Британский ученый Гордон Чайлд (1892–1957) справедливо считал, что оседлая, земледельческая культура формировала чисто крестьянский склад ума, который был распространенным явлением в Восточной Европе и Китае. Консерватизм и стойкая привязанность к земле, по его мнению, никак не вяжутся с любовью к странствиям и приключениям, без которых невозможно было бы распространить индоевропейские языки в половине земного шара. Земледельческие народы в доисторическом периоде человечества становились легкой добычей череды завоевателей, как только те появились на арене истории. Столкновения между оседлыми и кочевыми народами, а также социальные потрясения нарушили однородность земледельческих общин, жизнь стала разнообразнее, что привело к невиданному взлету во всех областях жизни культур бронзового века9.

Г. Чайлд предполагал, что аборигены Центральной Европы, в частности жители альпийской зоны, стали индоевропейцами в результате смешения с пришельцами из Северной Европы. А те, в свою очередь, могли испытывать влияние степных кочевников. Из столкновений различных культур и различных этнических групп с отличными друг от друга типами экономической организации и социальных традиций возникли варварские рудименты государств, считал он10.

▶ _Что сделать_
Верните полностью отрывок о взглядах Гордона Чайлда, не меняя в нём ни слова. Пункты никак не связаны с отрывком.

Записи с указанием на названные объекты

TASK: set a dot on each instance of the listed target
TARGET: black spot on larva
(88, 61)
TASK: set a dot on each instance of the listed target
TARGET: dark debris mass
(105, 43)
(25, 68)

▶ _Результат задания_
Британский ученый Гордон Чайлд (1892–1957) справедливо считал, что оседлая, земледельческая культура формировала чисто крестьянский склад ума, который был распространенным явлением в Восточной Европе и Китае. Консерватизм и стойкая привязанность к земле, по его мнению, никак не вяжутся с любовью к странствиям и приключениям, без которых невозможно было бы распространить индоевропейские языки в половине земного шара. Земледельческие народы в доисторическом периоде человечества становились легкой добычей череды завоевателей, как только те появились на арене истории. Столкновения между оседлыми и кочевыми народами, а также социальные потрясения нарушили однородность земледельческих общин, жизнь стала разнообразнее, что привело к невиданному взлету во всех областях жизни культур бронзового века9.

Г. Чайлд предполагал, что аборигены Центральной Европы, в частности жители альпийской зоны, стали индоевропейцами в результате смешения с пришельцами из Северной Европы. А те, в свою очередь, могли испытывать влияние степных кочевников. Из столкновений различных культур и различных этнических групп с отличными друг от друга типами экономической организации и социальных традиций возникли варварские рудименты государств, считал он10.